• WHAT TO WORK ON
Rewrite the records from the line with "Can you spot the white table?" through the end of the records, switching "Drop" to "Place" and leaving everything else unchanged.

• AVAILABLE RECORDS
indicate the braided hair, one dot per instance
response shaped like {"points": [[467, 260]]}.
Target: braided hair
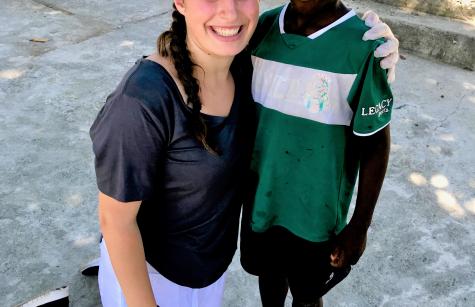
{"points": [[172, 43]]}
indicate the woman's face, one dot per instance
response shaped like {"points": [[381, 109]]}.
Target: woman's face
{"points": [[219, 27]]}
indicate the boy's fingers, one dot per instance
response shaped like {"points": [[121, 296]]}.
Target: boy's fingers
{"points": [[390, 61], [371, 18], [388, 48], [380, 30], [391, 75]]}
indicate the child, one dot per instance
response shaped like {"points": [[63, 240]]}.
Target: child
{"points": [[324, 107]]}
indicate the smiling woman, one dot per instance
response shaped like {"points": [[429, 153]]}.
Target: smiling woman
{"points": [[171, 159]]}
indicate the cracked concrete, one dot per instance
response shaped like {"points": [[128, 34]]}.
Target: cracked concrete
{"points": [[421, 243]]}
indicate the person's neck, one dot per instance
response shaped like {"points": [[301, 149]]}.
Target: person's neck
{"points": [[307, 17], [210, 69]]}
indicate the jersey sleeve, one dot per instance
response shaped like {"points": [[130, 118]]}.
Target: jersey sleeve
{"points": [[371, 99], [128, 142]]}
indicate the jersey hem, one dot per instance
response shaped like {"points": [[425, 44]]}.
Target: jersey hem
{"points": [[313, 239], [371, 133]]}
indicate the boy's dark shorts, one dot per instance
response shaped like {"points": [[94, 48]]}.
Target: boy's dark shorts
{"points": [[278, 253]]}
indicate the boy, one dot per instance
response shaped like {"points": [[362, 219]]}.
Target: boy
{"points": [[324, 106]]}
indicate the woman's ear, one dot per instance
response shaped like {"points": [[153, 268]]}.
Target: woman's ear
{"points": [[180, 6]]}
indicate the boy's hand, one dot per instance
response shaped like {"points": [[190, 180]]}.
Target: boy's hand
{"points": [[389, 50], [348, 247]]}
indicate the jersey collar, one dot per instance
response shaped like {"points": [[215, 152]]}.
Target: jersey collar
{"points": [[340, 20]]}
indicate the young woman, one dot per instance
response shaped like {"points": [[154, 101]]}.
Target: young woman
{"points": [[172, 146]]}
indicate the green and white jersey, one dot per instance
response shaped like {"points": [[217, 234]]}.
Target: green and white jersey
{"points": [[312, 94]]}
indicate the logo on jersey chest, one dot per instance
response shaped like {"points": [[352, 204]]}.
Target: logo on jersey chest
{"points": [[316, 98], [378, 109]]}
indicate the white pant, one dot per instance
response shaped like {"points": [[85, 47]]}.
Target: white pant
{"points": [[166, 292]]}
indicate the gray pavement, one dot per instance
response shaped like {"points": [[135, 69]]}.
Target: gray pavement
{"points": [[421, 244]]}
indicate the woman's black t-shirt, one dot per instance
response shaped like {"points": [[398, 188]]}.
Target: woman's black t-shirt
{"points": [[191, 198]]}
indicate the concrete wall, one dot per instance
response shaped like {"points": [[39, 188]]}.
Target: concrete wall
{"points": [[461, 9]]}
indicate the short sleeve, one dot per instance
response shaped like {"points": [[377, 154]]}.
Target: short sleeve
{"points": [[128, 142], [371, 99]]}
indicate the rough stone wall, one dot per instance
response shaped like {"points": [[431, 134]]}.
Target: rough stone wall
{"points": [[461, 9]]}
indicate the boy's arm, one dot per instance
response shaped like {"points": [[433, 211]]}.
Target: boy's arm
{"points": [[351, 242]]}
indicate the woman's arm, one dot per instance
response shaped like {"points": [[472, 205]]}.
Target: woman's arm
{"points": [[124, 244], [389, 50]]}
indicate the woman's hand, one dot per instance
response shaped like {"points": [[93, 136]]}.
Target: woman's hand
{"points": [[389, 50]]}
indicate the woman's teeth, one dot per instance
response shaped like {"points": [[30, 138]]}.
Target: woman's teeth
{"points": [[226, 32]]}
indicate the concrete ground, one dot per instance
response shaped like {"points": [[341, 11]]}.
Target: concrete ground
{"points": [[421, 248]]}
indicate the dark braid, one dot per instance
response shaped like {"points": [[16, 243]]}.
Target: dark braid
{"points": [[172, 43]]}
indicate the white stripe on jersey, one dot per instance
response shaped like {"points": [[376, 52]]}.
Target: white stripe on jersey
{"points": [[303, 92]]}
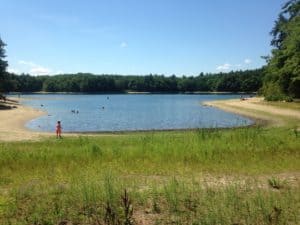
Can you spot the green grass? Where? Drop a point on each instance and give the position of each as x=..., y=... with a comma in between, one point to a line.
x=82, y=180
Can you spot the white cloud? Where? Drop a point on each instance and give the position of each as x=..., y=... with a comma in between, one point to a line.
x=247, y=61
x=123, y=44
x=13, y=70
x=34, y=69
x=225, y=66
x=39, y=70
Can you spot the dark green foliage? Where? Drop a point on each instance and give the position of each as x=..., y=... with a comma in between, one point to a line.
x=238, y=81
x=3, y=66
x=283, y=67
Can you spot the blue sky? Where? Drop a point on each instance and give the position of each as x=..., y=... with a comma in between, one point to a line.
x=136, y=36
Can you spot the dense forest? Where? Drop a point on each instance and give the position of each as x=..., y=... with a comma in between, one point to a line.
x=239, y=81
x=282, y=80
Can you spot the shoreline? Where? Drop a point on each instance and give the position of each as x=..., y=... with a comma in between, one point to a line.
x=12, y=127
x=13, y=120
x=255, y=109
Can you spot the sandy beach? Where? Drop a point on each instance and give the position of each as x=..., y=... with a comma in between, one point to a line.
x=12, y=123
x=257, y=109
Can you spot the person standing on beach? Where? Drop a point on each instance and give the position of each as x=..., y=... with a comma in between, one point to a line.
x=58, y=129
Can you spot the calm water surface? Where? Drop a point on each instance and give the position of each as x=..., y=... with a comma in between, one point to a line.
x=121, y=112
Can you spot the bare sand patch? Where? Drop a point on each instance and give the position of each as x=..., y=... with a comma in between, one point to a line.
x=256, y=109
x=12, y=123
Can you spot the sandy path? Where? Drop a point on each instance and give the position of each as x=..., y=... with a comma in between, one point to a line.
x=254, y=108
x=12, y=123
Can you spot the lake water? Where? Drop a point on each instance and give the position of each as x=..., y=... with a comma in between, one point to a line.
x=127, y=112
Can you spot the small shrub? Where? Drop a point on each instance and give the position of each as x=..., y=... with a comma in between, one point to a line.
x=276, y=183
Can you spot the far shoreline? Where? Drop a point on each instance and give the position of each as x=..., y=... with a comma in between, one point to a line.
x=137, y=92
x=13, y=126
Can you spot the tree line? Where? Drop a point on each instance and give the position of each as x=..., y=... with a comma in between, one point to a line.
x=235, y=81
x=278, y=80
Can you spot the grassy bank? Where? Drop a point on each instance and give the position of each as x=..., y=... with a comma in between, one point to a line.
x=193, y=177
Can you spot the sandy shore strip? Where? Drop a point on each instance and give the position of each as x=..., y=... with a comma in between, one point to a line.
x=256, y=109
x=12, y=123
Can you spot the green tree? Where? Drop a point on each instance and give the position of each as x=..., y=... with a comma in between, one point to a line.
x=283, y=69
x=3, y=66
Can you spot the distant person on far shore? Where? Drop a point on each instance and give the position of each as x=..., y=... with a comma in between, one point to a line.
x=58, y=129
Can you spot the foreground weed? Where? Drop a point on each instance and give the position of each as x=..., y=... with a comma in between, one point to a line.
x=276, y=183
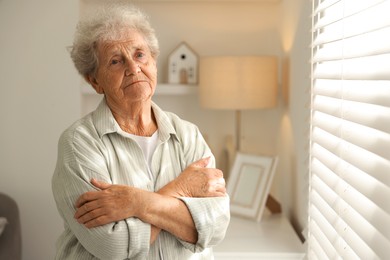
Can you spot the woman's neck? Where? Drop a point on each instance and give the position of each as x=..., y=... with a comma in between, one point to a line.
x=137, y=119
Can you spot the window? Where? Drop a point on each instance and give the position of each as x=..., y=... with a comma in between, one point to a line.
x=349, y=195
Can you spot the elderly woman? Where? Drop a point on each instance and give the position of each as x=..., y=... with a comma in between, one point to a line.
x=133, y=181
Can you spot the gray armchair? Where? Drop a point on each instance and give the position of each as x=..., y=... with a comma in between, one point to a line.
x=11, y=238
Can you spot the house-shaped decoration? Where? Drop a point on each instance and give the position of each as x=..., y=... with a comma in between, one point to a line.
x=183, y=65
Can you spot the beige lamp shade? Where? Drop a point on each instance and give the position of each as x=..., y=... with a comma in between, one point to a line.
x=238, y=82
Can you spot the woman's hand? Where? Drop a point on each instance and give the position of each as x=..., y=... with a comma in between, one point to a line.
x=197, y=181
x=111, y=203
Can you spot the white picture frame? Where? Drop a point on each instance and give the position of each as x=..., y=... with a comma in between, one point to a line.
x=249, y=184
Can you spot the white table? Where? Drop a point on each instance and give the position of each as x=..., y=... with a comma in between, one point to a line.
x=272, y=238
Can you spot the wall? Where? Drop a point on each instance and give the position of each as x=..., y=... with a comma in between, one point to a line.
x=39, y=98
x=40, y=95
x=296, y=38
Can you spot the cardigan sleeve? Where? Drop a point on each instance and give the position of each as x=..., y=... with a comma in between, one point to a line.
x=211, y=215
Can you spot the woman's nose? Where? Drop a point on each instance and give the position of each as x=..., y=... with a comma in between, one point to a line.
x=132, y=68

• ANSWER BELOW
Can you spot the white table? Where? Place a point on each instance and give the position of each as x=..., y=... with a comma in between, one point to a line.
x=272, y=238
Can you spot the wall? Where? Place a point on each instance and give the position of each as x=..., y=... with a comma in between, one point to a line.
x=39, y=98
x=40, y=95
x=296, y=38
Can you spot the cardigan sleeve? Where? Place a point on each instance and give the position of each as x=..., y=... with a comma in between, one point to a line.
x=211, y=215
Can you spot the woman's nose? Where? Place a point on each instance and give the position of each as x=..., y=... with a comma in between, one point to a line.
x=132, y=68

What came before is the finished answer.